December 31, 2010
Albums extravaganza 2010
I was planning on putting this up earlier, but it works out well that I have New Years' Eve off and have time to compile this. Here are the favorite albums of a few Sad Bears. I'm sure you've already read way too many lists but please humor us for this. We like lists way too much.
Feel free to berate us/debate us in the comments. Lists after the jump. (And happy new year. Don't party too hard out there while you watch the NHL Winter Classic!*)
*I realize that I will probabaly be the only person actually watching this. Deal.
CHASE
10. The Walkmen - Lisbon
A bit more upbeat than some of their past work, this album snagged me on first listen. The Walkmen having become a reliable group to turn to when I'm rummaging for music to play.
09. Kanye West - My Beautiful Dark Twisted Fantasy
I feel a little like a sellout listing this album. Maybe I am...but I guess I don't care. "Power" is the best song on this album.

....

## [GIVEN PROBLEM 1]
Using the blog post on favorite albums of 2010, decide whether each statement agrees with it: (a) the writer has New Year's Eve off, (b) the writer expects many others to watch the NHL Winter Classic, (c) "Power" is named the best song on the Kanye West album. Answer yes or no for each, and quote the deciding words.
The records below have no connection to the album post.

....

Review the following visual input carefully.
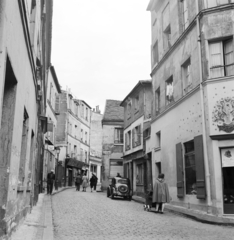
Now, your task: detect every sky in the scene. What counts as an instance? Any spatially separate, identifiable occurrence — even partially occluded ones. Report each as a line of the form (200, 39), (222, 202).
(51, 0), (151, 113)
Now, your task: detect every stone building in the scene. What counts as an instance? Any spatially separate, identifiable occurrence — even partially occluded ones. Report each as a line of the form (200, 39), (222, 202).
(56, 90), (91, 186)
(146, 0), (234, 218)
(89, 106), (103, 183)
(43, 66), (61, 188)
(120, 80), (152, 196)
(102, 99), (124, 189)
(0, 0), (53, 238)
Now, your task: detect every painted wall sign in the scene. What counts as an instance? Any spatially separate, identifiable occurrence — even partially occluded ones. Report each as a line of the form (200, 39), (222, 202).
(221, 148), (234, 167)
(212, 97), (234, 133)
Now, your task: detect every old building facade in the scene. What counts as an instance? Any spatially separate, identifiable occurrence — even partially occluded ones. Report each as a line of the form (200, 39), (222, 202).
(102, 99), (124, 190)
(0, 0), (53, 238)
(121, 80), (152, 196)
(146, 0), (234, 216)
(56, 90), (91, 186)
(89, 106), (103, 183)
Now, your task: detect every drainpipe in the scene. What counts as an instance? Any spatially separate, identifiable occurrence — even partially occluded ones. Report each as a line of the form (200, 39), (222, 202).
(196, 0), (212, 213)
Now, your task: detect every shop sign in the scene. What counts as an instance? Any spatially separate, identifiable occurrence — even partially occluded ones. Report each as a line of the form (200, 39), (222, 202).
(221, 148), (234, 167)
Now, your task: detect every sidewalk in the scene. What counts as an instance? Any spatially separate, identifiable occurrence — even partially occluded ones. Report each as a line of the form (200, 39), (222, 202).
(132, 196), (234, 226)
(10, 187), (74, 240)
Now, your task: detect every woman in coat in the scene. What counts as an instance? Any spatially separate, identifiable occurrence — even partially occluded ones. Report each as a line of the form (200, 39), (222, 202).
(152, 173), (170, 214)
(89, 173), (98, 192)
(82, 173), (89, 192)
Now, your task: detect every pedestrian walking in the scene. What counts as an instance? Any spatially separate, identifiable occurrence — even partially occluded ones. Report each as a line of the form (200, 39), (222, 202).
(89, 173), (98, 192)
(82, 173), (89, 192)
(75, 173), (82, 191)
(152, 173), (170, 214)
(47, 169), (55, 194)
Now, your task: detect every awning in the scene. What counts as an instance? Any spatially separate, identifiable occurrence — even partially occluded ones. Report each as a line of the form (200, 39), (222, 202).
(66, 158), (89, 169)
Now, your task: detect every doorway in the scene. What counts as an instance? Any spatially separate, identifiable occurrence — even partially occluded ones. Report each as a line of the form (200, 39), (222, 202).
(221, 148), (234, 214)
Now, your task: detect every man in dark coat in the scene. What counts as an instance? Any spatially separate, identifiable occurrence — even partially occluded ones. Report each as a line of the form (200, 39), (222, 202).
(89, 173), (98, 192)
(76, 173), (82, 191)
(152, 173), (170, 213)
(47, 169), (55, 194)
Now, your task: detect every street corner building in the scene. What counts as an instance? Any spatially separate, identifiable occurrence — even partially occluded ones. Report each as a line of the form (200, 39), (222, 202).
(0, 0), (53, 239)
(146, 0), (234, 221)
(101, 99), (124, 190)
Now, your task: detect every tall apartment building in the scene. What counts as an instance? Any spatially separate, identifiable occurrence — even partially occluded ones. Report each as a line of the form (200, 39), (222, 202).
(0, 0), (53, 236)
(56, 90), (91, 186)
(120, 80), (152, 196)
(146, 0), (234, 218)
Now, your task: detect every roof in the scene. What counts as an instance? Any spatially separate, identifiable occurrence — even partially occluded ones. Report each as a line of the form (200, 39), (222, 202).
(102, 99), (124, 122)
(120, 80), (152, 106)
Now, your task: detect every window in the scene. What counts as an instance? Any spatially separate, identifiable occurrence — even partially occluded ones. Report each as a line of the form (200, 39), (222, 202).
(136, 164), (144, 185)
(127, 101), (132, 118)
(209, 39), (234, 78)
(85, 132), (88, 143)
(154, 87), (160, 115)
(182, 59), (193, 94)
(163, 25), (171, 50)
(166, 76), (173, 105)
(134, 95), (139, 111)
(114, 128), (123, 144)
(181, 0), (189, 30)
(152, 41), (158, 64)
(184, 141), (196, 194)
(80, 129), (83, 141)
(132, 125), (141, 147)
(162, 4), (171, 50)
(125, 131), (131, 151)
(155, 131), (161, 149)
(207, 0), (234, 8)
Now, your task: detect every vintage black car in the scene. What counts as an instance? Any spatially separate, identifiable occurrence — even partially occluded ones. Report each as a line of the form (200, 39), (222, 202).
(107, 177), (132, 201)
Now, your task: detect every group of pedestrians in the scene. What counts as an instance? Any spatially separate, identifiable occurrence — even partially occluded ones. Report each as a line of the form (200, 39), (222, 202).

....

## [GIVEN PROBLEM 2]
In the records, print the lines starting at the line that contains "Now, your task: detect every drainpipe" and ending at the line that contains "(196, 0), (212, 213)", keeping both of those lines.

## [TASK ANSWER 1]
(a) Yes: "I have New Years' Eve off and have time to compile this"
(b) No: "the only person actually watching this"
(c) Yes: "\"Power\" is the best song on this album."

## [TASK ANSWER 2]
Now, your task: detect every drainpipe in the scene. What counts as an instance? Any spatially separate, identifiable occurrence — even partially occluded ones. Report each as a line of the form (200, 39), (222, 202).
(196, 0), (212, 213)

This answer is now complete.